■ **WHAT TO WORK ON**
Write out each line of the material below exactly as given.
──────────
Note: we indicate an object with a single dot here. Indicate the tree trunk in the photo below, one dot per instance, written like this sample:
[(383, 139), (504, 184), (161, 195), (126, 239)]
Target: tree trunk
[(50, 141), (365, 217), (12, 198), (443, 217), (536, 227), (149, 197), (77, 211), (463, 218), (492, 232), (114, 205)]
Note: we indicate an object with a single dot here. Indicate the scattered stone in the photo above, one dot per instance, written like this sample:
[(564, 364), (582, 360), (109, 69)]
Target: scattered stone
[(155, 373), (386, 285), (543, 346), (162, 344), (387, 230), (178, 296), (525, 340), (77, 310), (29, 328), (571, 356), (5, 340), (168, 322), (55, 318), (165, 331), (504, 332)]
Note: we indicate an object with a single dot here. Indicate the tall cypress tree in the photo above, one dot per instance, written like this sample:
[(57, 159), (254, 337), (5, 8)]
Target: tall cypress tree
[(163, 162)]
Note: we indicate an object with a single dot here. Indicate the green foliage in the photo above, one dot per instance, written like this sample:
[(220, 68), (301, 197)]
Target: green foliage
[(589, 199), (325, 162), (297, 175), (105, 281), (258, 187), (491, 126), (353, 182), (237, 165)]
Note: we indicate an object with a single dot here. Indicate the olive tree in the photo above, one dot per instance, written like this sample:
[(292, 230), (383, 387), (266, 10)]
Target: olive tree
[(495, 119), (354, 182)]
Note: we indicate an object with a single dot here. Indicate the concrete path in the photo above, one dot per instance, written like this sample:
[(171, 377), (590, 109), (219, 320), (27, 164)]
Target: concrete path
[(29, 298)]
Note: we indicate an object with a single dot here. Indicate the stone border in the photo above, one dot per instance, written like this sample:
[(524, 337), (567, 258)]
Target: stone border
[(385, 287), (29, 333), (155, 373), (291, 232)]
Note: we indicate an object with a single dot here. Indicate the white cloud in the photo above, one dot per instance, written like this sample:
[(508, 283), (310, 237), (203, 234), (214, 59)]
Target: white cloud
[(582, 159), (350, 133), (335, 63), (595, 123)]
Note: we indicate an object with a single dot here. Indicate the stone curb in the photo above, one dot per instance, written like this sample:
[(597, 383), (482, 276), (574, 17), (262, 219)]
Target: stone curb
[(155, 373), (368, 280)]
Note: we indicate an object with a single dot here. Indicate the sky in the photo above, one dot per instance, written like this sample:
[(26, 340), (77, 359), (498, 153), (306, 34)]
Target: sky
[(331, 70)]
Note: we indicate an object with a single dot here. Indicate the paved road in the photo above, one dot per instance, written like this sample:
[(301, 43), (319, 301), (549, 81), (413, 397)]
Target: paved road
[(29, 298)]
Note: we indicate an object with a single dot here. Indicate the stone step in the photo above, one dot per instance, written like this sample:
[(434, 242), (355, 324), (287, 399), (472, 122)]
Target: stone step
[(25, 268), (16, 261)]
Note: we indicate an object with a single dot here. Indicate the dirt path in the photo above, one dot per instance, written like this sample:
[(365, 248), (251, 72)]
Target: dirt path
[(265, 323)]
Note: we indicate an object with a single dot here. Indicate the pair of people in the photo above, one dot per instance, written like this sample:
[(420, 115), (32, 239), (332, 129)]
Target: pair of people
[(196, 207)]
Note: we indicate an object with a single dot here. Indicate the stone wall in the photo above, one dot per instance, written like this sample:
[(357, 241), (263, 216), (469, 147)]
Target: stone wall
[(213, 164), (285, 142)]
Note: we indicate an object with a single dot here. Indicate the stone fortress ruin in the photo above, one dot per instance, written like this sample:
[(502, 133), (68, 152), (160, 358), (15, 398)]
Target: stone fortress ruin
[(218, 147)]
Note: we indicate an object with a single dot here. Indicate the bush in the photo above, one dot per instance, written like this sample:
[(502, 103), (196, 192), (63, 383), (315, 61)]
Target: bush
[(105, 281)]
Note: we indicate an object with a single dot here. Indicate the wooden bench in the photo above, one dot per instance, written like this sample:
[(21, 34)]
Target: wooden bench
──────────
■ **ANSWER**
Note: we indicate an object with a single dot here. Indicate the tree trunk in the photo below, one dot per instance, written like this sample:
[(383, 139), (504, 184), (161, 195), (126, 239)]
Target: tree trunk
[(50, 141), (365, 217), (12, 198), (443, 217), (536, 227), (149, 197), (77, 211), (463, 218), (492, 232), (114, 205)]
Note: we indicate an object with a single dot here. Indicate the scattered stone in the photo above, one dot per instance, written like this sample:
[(564, 364), (582, 360), (109, 69)]
Target: scattered stone
[(155, 373), (386, 285), (543, 346), (162, 344), (387, 230), (178, 296), (525, 340), (77, 310), (29, 328), (571, 356), (5, 340), (168, 322), (55, 318), (165, 331), (504, 332)]
Note: we indicate an object with a single dot here. Indicate the tall cypress tree in the photo above, one dot per instance, written like this sample:
[(57, 159), (254, 337), (5, 8)]
Target: tall cypress tree
[(163, 162)]
Note: we indicate an object with a single dot here. Indicate the green foliage in the photo above, one dot per instance, written like this sample:
[(220, 68), (301, 197)]
Target: green foliage
[(589, 199), (325, 162), (297, 175), (105, 281), (258, 187), (491, 126), (353, 182), (237, 165)]
Note: we indicate an object with a single dot here. Indicate the olive tree in the photo above, one dot per instance, written like this sample:
[(292, 230), (383, 387), (266, 10)]
Target: olive tree
[(495, 119), (354, 182)]
Note: we indicate an object with a single dot here. Indicate the concrete path in the photo above, one dot per instance, written like this sample:
[(171, 377), (590, 109), (219, 320), (27, 164)]
Target: concrete path
[(29, 298)]
Note: we indicate an object with a single dot here. Indicate the stone border in the photo above, one dot per instance, written like this sample:
[(524, 337), (567, 258)]
Target: stone border
[(385, 287), (29, 333), (155, 373), (291, 232)]
Note: we indicate an object with a single dot here. Indicate the white cloud in the photo above, one dot per instance, written like this sample:
[(508, 283), (310, 237), (203, 234), (214, 59)]
Target: white cloud
[(582, 159), (350, 133), (335, 63), (595, 123)]
Note: we indicate an object with a single dot here. Indicate the stone curb in the photo above, one dot per instance, written like this sample:
[(597, 383), (482, 276), (574, 17), (262, 219)]
Target: stone curb
[(155, 373), (368, 280)]
Note: we indicate an object with a single dot here. Indicate the sky in the photo above, one dot per instance, written like this sample:
[(26, 340), (77, 359), (498, 153), (306, 34)]
Target: sky
[(331, 70)]
Note: we indicate an object with a single dot here. Indicate the paved road in the photo above, one dot per instance, written like this sample:
[(301, 43), (319, 301), (549, 81), (413, 397)]
Target: paved road
[(29, 298)]
Note: we indicate an object with a single dot here. Indicate the stone step in the photo above, one dot per instance, written like this sample:
[(434, 242), (355, 324), (287, 399), (472, 122)]
Target: stone step
[(25, 268), (16, 261)]
Note: we indicate an object with a single dot here. Indicate the dirt path in the photo above, one dot per instance, written like this sample:
[(365, 248), (251, 72)]
Target: dirt path
[(265, 323)]
Note: we indicate an object with a single dot here. Indicate the pair of people in the photo above, one dot per instance, written like this sample:
[(420, 115), (32, 239), (332, 129)]
Target: pair of people
[(196, 207)]
Note: we indicate an object with a single dot here. Indicate the stone wall in the photo above, one dot per instance, written like this sample:
[(357, 241), (263, 216), (469, 147)]
Target: stone wall
[(213, 164), (285, 142)]
Note: we indicate an object with a single dot here. Indicate the stone fortress ruin in the photo above, one dot per instance, written like this sample:
[(502, 133), (68, 152), (160, 358), (15, 398)]
Target: stone fortress ruin
[(218, 147)]
Note: we indicate an object with a single dot here. Indicate the bush in the photo above, one dot per instance, written like this sample:
[(502, 103), (196, 192), (63, 383), (315, 61)]
Target: bush
[(105, 281)]
Note: we indicate an object with a single dot here. Indicate the wooden bench in the photo above, one dot per instance, written like this sample:
[(21, 34)]
Target: wooden bench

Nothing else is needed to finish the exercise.